Region labeling items
──────────────────────────────
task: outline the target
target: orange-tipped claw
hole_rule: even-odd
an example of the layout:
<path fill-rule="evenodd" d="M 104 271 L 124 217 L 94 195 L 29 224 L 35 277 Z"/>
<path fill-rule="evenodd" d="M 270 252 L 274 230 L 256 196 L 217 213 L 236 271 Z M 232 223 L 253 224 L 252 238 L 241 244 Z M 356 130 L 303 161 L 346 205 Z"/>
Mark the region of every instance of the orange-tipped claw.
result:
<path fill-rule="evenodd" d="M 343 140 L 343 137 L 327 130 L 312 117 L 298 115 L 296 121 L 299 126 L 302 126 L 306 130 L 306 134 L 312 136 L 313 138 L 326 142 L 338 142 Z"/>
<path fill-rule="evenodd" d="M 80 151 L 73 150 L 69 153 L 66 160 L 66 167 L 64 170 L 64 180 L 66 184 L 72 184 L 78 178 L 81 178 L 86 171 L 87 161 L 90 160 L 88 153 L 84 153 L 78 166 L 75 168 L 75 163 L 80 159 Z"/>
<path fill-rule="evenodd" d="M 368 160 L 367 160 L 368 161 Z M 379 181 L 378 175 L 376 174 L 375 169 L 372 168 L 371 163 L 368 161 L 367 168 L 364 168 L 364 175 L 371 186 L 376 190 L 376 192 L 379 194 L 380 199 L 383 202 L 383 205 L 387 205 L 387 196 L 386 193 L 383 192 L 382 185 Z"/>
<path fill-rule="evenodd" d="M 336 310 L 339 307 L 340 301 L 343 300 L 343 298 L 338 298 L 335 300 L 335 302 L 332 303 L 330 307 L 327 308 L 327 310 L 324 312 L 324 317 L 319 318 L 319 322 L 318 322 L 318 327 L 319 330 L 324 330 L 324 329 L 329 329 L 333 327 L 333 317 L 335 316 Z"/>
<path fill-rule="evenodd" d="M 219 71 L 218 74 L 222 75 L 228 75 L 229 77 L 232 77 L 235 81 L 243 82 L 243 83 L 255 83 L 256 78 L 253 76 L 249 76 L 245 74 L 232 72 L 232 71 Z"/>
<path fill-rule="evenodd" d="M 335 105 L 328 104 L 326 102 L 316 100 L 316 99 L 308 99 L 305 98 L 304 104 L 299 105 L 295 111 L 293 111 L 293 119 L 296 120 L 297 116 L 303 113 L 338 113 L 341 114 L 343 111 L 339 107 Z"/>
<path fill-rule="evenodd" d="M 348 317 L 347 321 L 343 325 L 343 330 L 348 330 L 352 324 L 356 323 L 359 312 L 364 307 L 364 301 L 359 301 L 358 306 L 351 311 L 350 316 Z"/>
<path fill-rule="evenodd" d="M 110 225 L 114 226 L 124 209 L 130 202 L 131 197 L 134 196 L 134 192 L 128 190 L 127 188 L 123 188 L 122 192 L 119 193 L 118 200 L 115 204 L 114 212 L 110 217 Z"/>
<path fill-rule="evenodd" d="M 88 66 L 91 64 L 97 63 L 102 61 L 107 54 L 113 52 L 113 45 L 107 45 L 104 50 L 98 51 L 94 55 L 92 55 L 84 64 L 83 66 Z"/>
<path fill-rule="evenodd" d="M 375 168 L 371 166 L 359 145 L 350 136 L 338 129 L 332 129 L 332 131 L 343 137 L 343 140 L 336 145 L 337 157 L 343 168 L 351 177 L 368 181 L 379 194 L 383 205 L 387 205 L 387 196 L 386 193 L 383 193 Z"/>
──────────────────────────────
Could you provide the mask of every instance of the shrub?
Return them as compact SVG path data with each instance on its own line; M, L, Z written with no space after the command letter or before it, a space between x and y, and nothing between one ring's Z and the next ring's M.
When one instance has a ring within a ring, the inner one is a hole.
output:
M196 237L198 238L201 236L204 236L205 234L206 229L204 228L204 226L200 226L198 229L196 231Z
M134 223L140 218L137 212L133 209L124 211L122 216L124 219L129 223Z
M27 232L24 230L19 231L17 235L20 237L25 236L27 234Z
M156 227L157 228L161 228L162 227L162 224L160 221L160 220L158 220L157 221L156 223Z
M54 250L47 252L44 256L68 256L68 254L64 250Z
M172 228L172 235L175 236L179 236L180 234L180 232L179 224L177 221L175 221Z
──────────────────────────────
Requirement: Begin at the line that contains "task: outline the target" and stop after the line that contains "348 317 L 347". Write those lines out again, requests included, scaling every coordinate in the answers by 0.9 and rounding each to a whole number, with halves rounded up, and leave all other numbers unchanged.

Solution:
task: outline the target
target: orange-tipped claw
hole_rule: even-odd
an example of the layout:
<path fill-rule="evenodd" d="M 104 271 L 124 217 L 94 195 L 29 224 L 35 277 Z"/>
<path fill-rule="evenodd" d="M 270 252 L 274 230 L 256 196 L 217 213 L 236 271 Z M 232 223 L 253 224 L 252 238 L 241 244 Z M 356 130 L 303 161 L 346 205 Z"/>
Mark the region of every instance of the orange-tipped claw.
result:
<path fill-rule="evenodd" d="M 309 126 L 309 123 L 294 117 L 281 105 L 268 104 L 266 109 L 269 113 L 272 113 L 275 117 L 275 121 L 281 122 L 282 124 L 293 128 L 304 128 Z"/>
<path fill-rule="evenodd" d="M 72 136 L 66 135 L 62 138 L 59 144 L 59 150 L 58 153 L 58 162 L 59 166 L 65 166 L 70 160 L 73 160 L 77 154 L 78 145 L 81 144 L 79 138 L 76 138 L 70 149 L 68 151 L 68 147 L 72 143 Z"/>
<path fill-rule="evenodd" d="M 331 144 L 330 144 L 331 145 Z M 341 163 L 340 158 L 338 157 L 338 152 L 335 151 L 334 147 L 331 145 L 330 151 L 328 151 L 328 158 L 334 167 L 338 171 L 338 173 L 341 175 L 342 179 L 345 182 L 345 185 L 348 185 L 348 176 L 347 174 L 345 173 L 344 167 Z"/>
<path fill-rule="evenodd" d="M 302 279 L 305 276 L 306 271 L 309 270 L 309 268 L 304 268 L 302 270 L 302 272 L 299 273 L 297 276 L 294 277 L 294 279 L 292 281 L 292 285 L 287 286 L 287 290 L 286 290 L 286 294 L 287 297 L 292 297 L 292 296 L 296 296 L 300 294 L 300 285 L 302 284 Z"/>
<path fill-rule="evenodd" d="M 197 64 L 196 67 L 200 68 L 205 68 L 206 69 L 209 69 L 212 73 L 219 74 L 219 75 L 230 75 L 230 70 L 228 68 L 224 68 L 221 67 L 209 65 L 209 64 Z"/>
<path fill-rule="evenodd" d="M 302 95 L 295 94 L 293 92 L 284 90 L 284 89 L 277 89 L 275 88 L 274 94 L 269 95 L 266 100 L 264 100 L 264 107 L 266 108 L 267 104 L 273 102 L 304 102 L 307 103 L 309 100 L 305 96 Z"/>
<path fill-rule="evenodd" d="M 313 285 L 312 289 L 309 293 L 309 297 L 313 297 L 317 292 L 320 291 L 323 281 L 328 276 L 328 271 L 323 271 L 322 275 L 316 280 L 315 284 Z"/>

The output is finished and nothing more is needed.